-- begin Data extract --

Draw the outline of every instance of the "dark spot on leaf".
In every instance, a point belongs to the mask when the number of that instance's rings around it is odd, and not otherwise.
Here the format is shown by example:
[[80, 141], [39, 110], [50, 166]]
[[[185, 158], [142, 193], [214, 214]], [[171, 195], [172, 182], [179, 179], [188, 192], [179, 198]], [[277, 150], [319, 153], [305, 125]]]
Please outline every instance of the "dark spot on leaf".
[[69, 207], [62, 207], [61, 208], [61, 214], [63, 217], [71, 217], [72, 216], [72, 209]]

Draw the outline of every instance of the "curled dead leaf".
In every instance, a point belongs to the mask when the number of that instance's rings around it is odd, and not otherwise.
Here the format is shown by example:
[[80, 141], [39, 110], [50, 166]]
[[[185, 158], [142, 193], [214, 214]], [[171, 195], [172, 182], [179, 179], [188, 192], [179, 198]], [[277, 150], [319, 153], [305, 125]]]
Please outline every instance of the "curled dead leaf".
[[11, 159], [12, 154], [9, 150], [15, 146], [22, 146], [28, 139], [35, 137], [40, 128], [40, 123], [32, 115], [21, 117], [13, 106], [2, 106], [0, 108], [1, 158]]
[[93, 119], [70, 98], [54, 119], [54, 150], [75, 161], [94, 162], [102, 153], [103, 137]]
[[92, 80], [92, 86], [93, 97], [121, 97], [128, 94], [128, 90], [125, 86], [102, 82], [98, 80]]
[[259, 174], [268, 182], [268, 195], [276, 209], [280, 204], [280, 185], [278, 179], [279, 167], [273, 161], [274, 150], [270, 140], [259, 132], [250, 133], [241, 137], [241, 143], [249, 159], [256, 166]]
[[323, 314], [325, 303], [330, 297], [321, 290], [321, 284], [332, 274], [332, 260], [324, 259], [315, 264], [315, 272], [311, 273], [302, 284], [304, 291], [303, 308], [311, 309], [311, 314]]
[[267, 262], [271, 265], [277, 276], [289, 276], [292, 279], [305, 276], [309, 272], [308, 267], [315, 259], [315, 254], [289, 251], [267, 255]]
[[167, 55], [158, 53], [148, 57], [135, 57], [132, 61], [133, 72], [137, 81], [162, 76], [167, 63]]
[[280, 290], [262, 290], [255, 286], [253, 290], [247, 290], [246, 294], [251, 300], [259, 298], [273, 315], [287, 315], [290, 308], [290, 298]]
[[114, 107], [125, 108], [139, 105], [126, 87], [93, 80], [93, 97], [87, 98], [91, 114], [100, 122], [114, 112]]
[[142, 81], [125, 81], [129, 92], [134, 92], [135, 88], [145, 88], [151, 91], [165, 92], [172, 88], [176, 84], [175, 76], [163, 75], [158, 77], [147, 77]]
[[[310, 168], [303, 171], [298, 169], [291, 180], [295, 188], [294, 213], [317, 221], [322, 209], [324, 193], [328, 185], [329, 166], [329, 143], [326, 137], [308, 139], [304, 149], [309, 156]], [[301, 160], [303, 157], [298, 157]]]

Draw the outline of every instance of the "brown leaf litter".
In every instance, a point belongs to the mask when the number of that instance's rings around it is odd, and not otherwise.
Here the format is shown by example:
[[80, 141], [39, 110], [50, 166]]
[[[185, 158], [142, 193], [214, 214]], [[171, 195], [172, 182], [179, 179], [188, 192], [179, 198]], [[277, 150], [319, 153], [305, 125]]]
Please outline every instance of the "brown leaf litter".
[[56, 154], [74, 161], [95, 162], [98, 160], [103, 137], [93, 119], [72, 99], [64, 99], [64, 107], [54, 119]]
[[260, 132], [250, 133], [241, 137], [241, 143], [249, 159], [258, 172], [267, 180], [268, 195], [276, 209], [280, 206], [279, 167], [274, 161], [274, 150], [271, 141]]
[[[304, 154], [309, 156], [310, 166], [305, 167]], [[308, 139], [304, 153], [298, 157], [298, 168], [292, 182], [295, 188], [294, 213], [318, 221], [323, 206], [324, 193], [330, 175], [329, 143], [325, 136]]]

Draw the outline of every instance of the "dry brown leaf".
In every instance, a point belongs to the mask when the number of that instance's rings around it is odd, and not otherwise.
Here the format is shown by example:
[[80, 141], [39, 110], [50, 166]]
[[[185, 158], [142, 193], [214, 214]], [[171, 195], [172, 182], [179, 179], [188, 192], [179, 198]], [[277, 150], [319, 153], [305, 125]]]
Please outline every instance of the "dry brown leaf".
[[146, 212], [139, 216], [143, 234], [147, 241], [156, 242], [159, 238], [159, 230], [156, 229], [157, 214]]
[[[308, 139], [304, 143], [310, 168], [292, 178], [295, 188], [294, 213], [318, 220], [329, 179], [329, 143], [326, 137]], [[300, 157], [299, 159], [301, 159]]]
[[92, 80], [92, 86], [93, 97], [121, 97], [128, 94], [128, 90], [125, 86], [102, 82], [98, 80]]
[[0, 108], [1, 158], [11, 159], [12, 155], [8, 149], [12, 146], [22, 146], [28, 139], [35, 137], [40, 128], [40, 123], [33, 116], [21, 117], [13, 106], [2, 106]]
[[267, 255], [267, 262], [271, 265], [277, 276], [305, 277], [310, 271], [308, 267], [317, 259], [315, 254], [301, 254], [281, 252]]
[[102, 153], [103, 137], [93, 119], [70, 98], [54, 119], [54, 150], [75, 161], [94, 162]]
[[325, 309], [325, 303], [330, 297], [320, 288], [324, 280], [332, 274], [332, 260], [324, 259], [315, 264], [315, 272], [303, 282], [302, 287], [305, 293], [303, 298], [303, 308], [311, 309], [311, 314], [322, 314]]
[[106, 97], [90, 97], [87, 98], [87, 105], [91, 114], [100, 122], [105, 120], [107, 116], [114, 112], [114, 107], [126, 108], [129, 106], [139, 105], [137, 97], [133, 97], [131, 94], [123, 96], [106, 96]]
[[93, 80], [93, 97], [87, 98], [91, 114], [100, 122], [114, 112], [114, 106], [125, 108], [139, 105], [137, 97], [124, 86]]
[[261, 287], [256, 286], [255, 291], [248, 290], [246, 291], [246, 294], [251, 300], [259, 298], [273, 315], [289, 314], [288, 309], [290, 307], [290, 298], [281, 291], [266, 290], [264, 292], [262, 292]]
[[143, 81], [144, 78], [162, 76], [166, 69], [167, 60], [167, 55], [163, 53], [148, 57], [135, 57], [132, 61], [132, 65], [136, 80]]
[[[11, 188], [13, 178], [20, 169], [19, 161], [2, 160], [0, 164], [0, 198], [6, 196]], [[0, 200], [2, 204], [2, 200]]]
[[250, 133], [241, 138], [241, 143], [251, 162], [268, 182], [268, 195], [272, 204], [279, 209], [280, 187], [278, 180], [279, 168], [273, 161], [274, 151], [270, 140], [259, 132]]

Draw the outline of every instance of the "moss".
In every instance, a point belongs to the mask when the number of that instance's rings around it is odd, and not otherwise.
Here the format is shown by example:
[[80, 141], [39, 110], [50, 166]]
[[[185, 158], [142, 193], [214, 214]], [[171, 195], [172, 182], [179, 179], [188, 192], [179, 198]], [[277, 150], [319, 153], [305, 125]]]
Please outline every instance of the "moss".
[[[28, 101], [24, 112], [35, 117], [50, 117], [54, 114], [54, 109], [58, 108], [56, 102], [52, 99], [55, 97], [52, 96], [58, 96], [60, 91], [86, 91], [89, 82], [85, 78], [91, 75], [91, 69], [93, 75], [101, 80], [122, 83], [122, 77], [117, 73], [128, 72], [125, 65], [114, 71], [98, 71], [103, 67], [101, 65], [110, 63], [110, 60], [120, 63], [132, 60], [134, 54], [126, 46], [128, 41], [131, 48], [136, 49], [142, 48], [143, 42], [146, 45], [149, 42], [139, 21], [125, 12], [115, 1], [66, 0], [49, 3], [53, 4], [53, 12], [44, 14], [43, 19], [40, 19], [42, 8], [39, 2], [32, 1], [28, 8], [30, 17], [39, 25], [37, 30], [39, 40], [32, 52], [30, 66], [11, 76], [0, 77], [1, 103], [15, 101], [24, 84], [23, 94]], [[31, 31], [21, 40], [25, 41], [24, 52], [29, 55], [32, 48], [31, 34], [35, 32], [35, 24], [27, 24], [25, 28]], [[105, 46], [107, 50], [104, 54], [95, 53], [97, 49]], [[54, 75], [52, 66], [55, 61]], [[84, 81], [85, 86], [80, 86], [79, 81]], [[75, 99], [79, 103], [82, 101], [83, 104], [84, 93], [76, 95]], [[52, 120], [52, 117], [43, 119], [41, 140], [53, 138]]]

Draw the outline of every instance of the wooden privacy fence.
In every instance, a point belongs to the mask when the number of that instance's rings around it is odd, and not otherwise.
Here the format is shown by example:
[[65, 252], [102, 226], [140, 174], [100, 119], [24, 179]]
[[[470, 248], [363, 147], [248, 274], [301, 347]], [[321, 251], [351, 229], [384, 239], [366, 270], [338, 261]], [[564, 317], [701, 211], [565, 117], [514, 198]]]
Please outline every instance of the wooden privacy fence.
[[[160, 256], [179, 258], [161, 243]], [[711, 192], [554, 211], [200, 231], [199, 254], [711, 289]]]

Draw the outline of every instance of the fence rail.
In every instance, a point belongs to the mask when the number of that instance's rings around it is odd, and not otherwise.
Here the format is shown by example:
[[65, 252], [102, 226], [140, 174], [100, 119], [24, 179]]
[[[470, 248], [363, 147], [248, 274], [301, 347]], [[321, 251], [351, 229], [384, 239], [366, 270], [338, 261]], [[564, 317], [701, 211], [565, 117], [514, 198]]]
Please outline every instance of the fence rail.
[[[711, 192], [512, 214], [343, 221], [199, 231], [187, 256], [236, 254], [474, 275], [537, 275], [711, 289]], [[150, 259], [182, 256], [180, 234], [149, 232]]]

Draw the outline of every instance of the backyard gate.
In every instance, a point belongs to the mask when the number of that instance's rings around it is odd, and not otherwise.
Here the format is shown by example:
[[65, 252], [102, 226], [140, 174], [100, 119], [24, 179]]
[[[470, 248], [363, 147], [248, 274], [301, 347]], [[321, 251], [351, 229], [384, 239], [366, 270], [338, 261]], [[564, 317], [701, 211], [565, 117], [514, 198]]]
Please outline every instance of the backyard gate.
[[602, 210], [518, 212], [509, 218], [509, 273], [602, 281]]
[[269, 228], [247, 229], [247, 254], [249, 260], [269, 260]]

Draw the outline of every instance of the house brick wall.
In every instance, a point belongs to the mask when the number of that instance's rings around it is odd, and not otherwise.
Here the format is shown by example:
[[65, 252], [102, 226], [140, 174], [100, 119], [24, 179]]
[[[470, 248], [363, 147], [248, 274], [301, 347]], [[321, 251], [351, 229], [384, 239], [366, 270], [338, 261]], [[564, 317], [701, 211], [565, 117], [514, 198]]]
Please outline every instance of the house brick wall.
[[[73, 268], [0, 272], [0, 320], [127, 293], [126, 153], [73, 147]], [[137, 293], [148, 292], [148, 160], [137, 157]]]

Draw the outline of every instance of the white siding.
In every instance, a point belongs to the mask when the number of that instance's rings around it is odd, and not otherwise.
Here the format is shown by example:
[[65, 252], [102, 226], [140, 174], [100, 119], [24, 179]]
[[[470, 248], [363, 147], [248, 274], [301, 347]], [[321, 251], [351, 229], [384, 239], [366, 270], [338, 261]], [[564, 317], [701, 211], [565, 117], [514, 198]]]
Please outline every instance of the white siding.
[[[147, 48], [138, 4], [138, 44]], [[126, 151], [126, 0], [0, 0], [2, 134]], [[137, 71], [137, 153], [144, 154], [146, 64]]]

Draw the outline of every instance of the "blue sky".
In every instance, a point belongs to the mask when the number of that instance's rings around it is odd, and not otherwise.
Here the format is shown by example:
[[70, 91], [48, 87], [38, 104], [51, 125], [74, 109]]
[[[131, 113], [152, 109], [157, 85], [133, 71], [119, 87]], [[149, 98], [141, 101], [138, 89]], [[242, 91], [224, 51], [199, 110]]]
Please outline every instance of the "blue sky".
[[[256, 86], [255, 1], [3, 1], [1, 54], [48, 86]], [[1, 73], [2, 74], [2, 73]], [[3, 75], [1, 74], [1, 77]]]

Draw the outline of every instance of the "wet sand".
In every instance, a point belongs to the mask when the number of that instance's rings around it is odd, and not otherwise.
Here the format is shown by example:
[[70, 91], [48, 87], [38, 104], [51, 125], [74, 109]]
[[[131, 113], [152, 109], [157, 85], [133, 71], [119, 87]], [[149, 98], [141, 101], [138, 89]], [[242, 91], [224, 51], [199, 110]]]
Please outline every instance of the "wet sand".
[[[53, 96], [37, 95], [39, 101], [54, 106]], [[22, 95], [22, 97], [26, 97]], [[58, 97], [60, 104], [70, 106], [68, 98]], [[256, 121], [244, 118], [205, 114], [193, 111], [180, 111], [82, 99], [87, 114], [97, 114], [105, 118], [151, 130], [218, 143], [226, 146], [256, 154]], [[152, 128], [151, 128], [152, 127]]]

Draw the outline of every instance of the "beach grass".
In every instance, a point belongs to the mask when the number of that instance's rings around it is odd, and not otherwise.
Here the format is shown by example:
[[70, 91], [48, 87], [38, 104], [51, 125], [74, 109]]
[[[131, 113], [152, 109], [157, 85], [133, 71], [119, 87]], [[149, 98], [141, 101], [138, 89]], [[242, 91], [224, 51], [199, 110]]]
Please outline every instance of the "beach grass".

-- end Data extract --

Locate every line in the entries above that contains the string "brick", and copy each of those lines.

• Solution to this exercise:
Draw the outline of every instance of the house brick wall.
Please outline every instance of the house brick wall.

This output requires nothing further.